What is being asked: Edit the entries below so that every occurrence of "green grass" becomes "turf", and leave all other text unchanged. Omit the pictures from your response.
>> Start Exercise materials
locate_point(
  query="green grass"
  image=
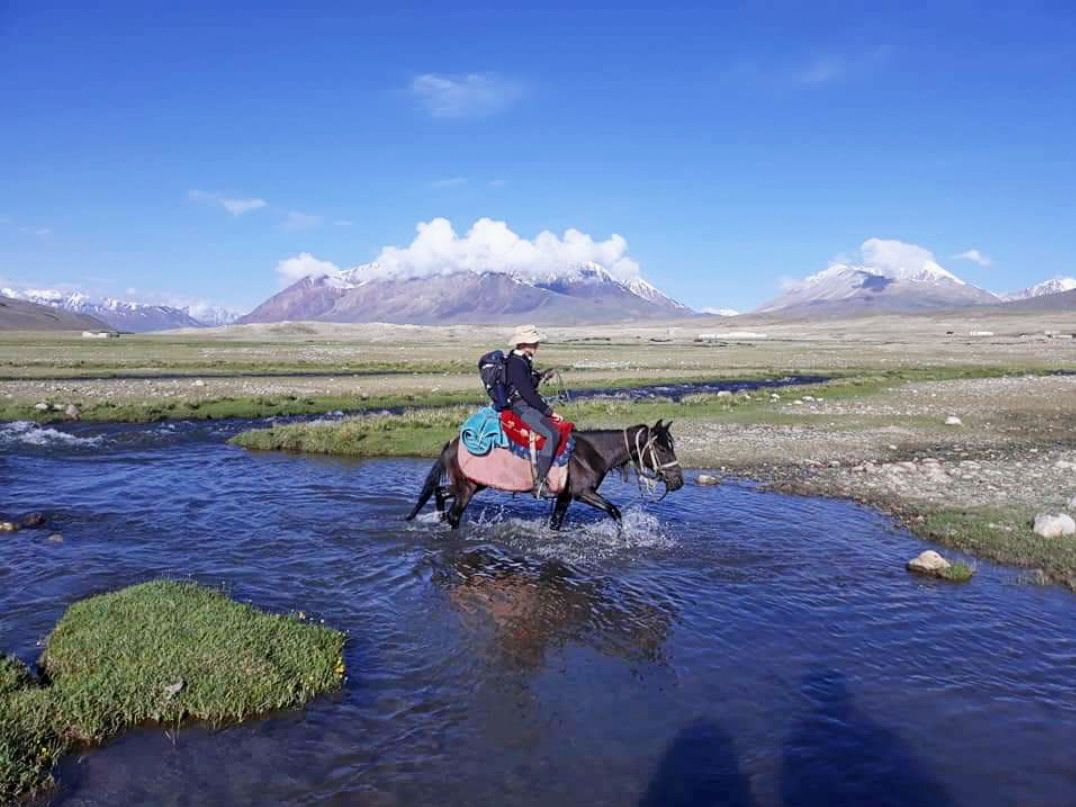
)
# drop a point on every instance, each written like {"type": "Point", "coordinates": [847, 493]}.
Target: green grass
{"type": "Point", "coordinates": [423, 432]}
{"type": "Point", "coordinates": [1004, 536]}
{"type": "Point", "coordinates": [958, 572]}
{"type": "Point", "coordinates": [158, 652]}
>> End Exercise materials
Response to this exercise:
locate_point(
  query="turf"
  image=
)
# drop a point on every instance, each written like {"type": "Point", "coordinates": [847, 493]}.
Target: turf
{"type": "Point", "coordinates": [423, 432]}
{"type": "Point", "coordinates": [1004, 536]}
{"type": "Point", "coordinates": [958, 572]}
{"type": "Point", "coordinates": [158, 652]}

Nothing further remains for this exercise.